The resulting bone flap is centered over the depression of the sphenoid ridge. Approximately 33% of the craniotomy is anterior to the anterior margin of temporalis muscle insertion, ≈ 66% is posterior.
With the craniotome, starting at the frontal burr hole the craniotomy is taken anteriorly across the anterior margin of the superior temporal line, staying as low as possible on the orbit (to obviate having to rongeur bone, which is unsightly on the forehead). The distance “B” from the medial extent of the craniotomy to the frontal burr hole is 3 cm for anterior circulation aneurysms. For the approaches to skull base (e.g. Dolenc approach), distance “B” is larger and takes the opening to ≈ the mid orbit. Then from point “B,” a sharp superior turn is made and the opening is taken back to point “A.” The height (“H”) of the craniotomy needs to be only ≈ 3 cm for aneurysms of the Circle of Willis, and slightly larger (≈ 5 cm) for the middle cerebral artery aneurysms. Minimal exposure of the temporal cortex is necessary for aneurysms of the skull base region. For large flaps (e.g. for tumors), “H” is made larger to expose more temporal lobe.

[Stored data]
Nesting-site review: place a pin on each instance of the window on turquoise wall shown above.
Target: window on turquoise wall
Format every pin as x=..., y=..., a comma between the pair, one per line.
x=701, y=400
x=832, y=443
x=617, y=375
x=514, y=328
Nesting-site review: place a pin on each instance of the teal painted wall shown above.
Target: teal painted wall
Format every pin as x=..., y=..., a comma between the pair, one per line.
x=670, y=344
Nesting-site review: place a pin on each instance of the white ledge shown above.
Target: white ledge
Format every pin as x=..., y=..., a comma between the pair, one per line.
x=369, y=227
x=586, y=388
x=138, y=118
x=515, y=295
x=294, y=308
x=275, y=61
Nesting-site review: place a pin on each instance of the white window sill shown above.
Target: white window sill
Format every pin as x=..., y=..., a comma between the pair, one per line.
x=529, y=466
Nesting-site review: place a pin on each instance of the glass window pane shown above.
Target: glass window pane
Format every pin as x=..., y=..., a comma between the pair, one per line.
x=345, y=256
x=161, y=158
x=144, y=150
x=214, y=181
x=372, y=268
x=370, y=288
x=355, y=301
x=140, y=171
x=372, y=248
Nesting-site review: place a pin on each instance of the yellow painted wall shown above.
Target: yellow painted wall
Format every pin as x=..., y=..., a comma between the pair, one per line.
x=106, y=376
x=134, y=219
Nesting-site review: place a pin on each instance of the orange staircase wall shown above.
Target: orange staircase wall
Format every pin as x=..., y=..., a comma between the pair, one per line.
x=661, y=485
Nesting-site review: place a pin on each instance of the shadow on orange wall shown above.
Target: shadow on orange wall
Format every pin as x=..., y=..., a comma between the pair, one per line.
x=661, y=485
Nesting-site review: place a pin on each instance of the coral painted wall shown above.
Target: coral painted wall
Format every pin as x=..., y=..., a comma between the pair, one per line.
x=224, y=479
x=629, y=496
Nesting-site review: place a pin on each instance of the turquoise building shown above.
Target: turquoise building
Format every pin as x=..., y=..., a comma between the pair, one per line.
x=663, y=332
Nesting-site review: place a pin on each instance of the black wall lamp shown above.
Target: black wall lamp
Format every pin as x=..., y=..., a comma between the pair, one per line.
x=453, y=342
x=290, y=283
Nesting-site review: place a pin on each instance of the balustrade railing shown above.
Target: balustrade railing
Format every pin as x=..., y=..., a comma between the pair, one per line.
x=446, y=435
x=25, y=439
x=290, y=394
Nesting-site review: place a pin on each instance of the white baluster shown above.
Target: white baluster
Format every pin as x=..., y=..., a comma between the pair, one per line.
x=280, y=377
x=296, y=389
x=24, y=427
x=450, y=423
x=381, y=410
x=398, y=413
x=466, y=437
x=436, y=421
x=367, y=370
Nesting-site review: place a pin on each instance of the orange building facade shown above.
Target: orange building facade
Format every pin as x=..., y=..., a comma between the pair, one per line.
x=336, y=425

---

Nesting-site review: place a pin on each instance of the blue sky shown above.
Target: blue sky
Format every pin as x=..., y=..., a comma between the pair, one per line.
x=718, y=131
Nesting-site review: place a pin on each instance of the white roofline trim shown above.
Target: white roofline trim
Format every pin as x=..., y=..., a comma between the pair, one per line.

---

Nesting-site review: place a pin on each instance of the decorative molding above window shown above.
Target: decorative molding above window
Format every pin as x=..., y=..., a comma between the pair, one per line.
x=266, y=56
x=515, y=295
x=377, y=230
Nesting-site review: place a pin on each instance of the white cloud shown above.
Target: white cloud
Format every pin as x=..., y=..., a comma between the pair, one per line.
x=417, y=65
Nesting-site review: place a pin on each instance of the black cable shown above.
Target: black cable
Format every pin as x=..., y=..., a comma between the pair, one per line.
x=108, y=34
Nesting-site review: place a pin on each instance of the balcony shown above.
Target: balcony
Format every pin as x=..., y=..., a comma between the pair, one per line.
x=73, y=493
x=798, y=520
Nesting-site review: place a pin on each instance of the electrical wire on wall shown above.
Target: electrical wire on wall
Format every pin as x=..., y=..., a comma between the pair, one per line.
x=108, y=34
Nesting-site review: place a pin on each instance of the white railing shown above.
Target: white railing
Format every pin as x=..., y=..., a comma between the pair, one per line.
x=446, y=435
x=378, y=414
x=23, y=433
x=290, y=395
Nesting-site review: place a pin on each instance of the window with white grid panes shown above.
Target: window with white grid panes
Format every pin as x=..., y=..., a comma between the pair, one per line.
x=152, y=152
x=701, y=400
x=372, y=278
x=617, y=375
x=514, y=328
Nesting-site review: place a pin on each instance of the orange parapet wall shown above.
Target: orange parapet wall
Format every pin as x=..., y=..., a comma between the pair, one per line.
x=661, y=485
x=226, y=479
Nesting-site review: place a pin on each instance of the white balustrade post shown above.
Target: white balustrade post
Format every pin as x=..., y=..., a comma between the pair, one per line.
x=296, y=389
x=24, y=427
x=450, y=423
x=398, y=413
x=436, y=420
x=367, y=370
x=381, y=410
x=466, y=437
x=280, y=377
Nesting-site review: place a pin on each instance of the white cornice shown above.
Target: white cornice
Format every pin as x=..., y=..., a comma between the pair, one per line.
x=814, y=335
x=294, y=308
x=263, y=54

## WHAT IS REQUIRED:
Please say whether each statement agrees with the craniotomy passage, answering yes or no and quoting the deciding words: (a) About two thirds of the craniotomy lies posterior to the anterior margin of temporalis muscle insertion. (b) For anterior circulation aneurysms, distance "B" is 5 cm. (c) For middle cerebral artery aneurysms, the height "H" is about 5 cm.

## FINISHED EXERCISE:
(a) Yes: "≈ 66% is posterior."
(b) No: "The distance “B” from the medial extent of the craniotomy to the frontal burr hole is 3 cm for anterior circulation aneurysms."
(c) Yes: "slightly larger (≈ 5 cm) for the middle cerebral artery aneurysms."